─── Page excerpt

To derive the equation of the parabola with a given focus and directrix, we need to follow the definition of a parabola: it is the set of all points that are equidistant from the focus and the directrix.
Here, the focus is at the point (6, 2), and the directrix is the line y = 1. The distance from any point (x, y) on the parabola to the focus (6, 2) must equal the perpendicular distance from (x, y) to the directrix, which is the line y = 1.
1. **Distance to the focus**:
The distance from a point (x, y) to the focus (6, 2) is given by:
Dfocus = √((x – 6)² + (y – 2)²)
2. **Distance to the directrix**:
The distance from the point (x, y) to the directrix (y = 1) is simply the vertical distance:
Ddirectrix = |y – 1|
3. **Setting the distances equal**:
Since both distances are equal for points on the parabola, we can set up the equation:
√((x – 6)² + (y – 2)²) = |y – 1|
4. **Squaring both sides** to eliminate the square root:
(x – 6)² + (y – 2)² = (y – 1)²
5. **Expanding both sides**:
(x – 6)² + (y² – 4y + 4) = (y² – 2y + 1)
6. **Simplifying**:
(x – 6)² + y² – 4y + 4 = y² – 2y + 1
Now, if we subtract y² from both sides:
(x – 6)² – 4y + 4 = -2y + 1
7. **Bringing all terms involving y to one side:**
(x – 6)² + 2y + 3 = 0
Finally, isolate y:
2y = -(x – 6)² – 3
y = -½(x – 6)² – ¾
Thus, the equation of the parabola with a focus at (6, 2) and a directrix of y = 1 is:
y = -½(x – 6)² – ¾

──────
─── Entries shown

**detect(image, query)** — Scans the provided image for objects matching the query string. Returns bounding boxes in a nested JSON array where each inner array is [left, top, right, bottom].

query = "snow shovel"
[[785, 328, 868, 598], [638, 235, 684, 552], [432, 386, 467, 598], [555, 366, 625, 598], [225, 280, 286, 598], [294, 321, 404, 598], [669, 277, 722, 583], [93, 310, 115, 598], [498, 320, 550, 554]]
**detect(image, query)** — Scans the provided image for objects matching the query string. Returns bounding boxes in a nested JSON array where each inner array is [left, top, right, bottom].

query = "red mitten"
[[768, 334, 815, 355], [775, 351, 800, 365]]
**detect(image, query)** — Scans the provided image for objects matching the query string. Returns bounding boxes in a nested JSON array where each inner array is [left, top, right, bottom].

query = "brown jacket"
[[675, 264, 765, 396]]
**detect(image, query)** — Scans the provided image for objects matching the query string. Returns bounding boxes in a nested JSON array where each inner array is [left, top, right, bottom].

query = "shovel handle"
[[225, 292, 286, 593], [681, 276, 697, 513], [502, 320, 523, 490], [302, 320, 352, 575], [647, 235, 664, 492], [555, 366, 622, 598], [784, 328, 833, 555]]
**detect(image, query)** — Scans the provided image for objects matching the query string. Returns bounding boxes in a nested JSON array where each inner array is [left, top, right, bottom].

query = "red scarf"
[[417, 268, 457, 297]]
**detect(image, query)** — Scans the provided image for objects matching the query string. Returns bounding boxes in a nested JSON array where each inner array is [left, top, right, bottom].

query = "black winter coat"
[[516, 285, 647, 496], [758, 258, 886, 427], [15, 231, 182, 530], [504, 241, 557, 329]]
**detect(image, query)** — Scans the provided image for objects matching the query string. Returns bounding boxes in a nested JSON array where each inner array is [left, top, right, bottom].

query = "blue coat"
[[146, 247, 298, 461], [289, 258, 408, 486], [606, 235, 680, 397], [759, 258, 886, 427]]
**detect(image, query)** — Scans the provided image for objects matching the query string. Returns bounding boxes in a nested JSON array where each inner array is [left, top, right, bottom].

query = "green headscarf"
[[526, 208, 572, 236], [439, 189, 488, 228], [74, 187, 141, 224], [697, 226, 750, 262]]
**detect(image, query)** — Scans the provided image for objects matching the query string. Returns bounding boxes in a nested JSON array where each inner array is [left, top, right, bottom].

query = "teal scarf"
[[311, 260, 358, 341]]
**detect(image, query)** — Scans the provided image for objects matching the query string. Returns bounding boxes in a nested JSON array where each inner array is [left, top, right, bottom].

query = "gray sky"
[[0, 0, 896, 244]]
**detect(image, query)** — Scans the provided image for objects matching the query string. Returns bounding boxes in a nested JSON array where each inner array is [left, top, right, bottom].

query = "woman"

──────

▸ Aim: In the parabola derivation, please identify the point given as the focus.

▸ Final answer: The focus is at the point (6, 2).